■ RECORDS SUPPLIED
---------------
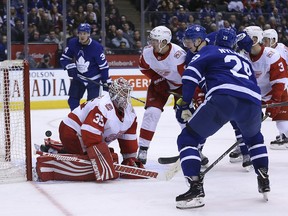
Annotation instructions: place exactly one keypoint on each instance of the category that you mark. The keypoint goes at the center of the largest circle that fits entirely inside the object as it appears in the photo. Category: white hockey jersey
(170, 66)
(98, 121)
(269, 69)
(283, 50)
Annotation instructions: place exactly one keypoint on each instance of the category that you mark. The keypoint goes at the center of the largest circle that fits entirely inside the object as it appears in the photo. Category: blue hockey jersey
(225, 72)
(90, 59)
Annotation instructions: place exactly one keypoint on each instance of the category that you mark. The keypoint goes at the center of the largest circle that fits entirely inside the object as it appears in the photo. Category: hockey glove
(183, 111)
(273, 111)
(72, 70)
(244, 42)
(198, 97)
(161, 86)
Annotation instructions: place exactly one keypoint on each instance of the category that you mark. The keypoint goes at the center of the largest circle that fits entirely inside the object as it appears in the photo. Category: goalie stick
(144, 173)
(100, 84)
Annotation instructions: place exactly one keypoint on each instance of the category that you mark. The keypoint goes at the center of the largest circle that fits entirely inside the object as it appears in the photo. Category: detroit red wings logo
(178, 54)
(270, 54)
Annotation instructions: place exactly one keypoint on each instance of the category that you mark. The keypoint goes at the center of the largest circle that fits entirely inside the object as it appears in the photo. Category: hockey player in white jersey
(163, 63)
(86, 133)
(270, 39)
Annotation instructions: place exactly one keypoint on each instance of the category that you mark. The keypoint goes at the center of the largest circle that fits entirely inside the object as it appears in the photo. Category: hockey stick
(100, 84)
(135, 171)
(285, 103)
(224, 154)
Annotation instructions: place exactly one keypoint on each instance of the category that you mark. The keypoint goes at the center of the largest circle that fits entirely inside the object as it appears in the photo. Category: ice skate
(204, 159)
(193, 198)
(142, 154)
(246, 163)
(281, 143)
(236, 155)
(263, 182)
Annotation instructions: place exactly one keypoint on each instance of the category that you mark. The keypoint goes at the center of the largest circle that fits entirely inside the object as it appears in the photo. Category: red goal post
(15, 126)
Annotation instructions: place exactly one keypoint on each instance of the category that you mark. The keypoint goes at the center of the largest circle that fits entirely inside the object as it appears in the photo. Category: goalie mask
(119, 92)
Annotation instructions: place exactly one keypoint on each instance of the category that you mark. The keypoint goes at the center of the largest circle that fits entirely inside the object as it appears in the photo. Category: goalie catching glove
(183, 111)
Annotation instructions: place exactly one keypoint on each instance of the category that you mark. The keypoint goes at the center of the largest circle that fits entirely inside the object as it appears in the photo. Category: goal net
(15, 129)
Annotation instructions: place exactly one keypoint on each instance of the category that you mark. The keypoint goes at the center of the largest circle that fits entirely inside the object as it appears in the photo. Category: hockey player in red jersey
(163, 62)
(85, 134)
(270, 39)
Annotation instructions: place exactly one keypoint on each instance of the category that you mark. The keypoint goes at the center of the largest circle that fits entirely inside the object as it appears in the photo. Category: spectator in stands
(45, 24)
(17, 31)
(124, 21)
(3, 48)
(119, 38)
(32, 17)
(181, 14)
(35, 37)
(128, 33)
(52, 38)
(31, 60)
(235, 6)
(79, 16)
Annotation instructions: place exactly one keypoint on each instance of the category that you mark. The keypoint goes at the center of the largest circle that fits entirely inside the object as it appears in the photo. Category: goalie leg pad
(73, 168)
(102, 162)
(70, 140)
(133, 162)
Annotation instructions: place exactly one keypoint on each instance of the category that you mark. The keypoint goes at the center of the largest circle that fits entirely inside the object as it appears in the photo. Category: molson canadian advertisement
(49, 88)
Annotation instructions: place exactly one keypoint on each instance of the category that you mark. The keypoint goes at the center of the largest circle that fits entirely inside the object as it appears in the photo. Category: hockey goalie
(85, 134)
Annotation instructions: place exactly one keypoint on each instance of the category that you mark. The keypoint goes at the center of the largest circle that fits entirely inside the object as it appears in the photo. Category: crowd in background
(45, 20)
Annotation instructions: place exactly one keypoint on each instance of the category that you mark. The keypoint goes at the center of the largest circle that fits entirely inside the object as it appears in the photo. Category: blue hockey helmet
(84, 27)
(194, 32)
(226, 37)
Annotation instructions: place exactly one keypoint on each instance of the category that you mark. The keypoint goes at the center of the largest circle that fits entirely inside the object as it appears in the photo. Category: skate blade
(236, 160)
(192, 203)
(248, 168)
(279, 147)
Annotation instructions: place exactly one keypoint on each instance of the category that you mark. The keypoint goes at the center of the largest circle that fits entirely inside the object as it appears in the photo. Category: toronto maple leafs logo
(82, 65)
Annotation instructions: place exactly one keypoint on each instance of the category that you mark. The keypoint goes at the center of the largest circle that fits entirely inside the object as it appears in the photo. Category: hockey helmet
(226, 37)
(84, 27)
(161, 33)
(119, 92)
(255, 31)
(271, 34)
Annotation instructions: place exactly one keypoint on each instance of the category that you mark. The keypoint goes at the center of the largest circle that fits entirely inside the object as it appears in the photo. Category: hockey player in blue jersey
(232, 94)
(241, 152)
(84, 59)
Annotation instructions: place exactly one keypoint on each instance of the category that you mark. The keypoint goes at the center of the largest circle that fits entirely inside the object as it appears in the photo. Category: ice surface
(230, 190)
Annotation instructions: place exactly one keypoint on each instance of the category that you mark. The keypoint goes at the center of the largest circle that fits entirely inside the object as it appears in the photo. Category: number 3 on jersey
(99, 119)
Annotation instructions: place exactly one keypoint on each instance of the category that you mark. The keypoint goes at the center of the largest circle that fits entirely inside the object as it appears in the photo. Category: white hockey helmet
(119, 92)
(271, 34)
(255, 31)
(161, 33)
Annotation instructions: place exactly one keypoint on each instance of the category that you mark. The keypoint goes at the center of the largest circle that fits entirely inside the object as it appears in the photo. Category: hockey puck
(48, 133)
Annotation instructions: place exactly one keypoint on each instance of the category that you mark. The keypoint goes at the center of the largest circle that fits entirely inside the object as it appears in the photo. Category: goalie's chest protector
(115, 127)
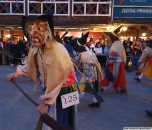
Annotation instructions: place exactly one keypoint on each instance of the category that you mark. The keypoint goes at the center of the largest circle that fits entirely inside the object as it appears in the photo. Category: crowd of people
(16, 51)
(57, 65)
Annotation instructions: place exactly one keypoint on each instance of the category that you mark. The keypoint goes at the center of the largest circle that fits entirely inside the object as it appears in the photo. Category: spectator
(1, 48)
(136, 53)
(8, 49)
(92, 45)
(128, 50)
(21, 47)
(127, 41)
(102, 44)
(107, 47)
(57, 37)
(98, 48)
(14, 50)
(149, 42)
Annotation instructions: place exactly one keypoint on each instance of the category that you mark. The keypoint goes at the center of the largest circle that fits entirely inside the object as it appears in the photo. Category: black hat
(46, 17)
(114, 35)
(78, 43)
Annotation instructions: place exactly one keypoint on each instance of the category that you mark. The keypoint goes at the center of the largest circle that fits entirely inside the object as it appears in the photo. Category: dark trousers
(64, 116)
(135, 59)
(1, 59)
(127, 62)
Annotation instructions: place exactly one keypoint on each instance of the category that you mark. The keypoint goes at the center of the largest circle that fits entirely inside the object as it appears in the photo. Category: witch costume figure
(144, 63)
(92, 72)
(55, 66)
(115, 66)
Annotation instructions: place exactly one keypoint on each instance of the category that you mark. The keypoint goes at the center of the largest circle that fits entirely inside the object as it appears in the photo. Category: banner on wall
(133, 2)
(126, 12)
(132, 9)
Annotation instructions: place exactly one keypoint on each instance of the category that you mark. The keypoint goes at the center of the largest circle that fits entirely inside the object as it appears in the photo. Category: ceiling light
(85, 28)
(72, 28)
(59, 28)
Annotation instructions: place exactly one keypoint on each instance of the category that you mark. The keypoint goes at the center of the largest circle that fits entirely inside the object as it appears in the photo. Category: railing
(91, 9)
(59, 8)
(12, 7)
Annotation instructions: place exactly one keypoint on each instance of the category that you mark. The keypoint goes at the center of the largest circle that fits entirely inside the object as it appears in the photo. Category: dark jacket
(14, 49)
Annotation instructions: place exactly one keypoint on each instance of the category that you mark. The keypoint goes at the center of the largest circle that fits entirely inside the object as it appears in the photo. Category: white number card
(70, 99)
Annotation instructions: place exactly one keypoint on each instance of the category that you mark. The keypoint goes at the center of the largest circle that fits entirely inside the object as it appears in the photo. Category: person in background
(144, 63)
(107, 47)
(15, 52)
(128, 50)
(92, 45)
(136, 53)
(149, 42)
(102, 44)
(57, 37)
(115, 69)
(20, 47)
(8, 49)
(98, 48)
(1, 48)
(126, 42)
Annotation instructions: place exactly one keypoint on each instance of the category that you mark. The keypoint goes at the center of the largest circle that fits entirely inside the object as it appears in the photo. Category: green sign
(132, 12)
(133, 2)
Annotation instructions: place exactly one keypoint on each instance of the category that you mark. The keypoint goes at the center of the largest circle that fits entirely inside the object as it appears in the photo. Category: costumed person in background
(136, 53)
(92, 72)
(55, 65)
(115, 68)
(128, 50)
(144, 63)
(74, 58)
---------------
■ JOB
Repeat only the stretch of lines that begins at the line containing "Category: green sign" and ends at the last line above, both included.

■ RESPONSE
Annotation instructions: place exactly one keypoint on each instance of the category that you mark. The keypoint goes at the center of the largest circle that fits entirely inside the object as it appears in the photo. Category: green sign
(132, 12)
(133, 2)
Annotation instructions: place exactly one keypoint on each instance of the category that you mark. The keypoint goes at the center of the largest circle that fits entirely inside the object as it appears in the photo. Category: costumed person in background
(136, 53)
(92, 72)
(55, 65)
(115, 68)
(128, 50)
(144, 63)
(74, 58)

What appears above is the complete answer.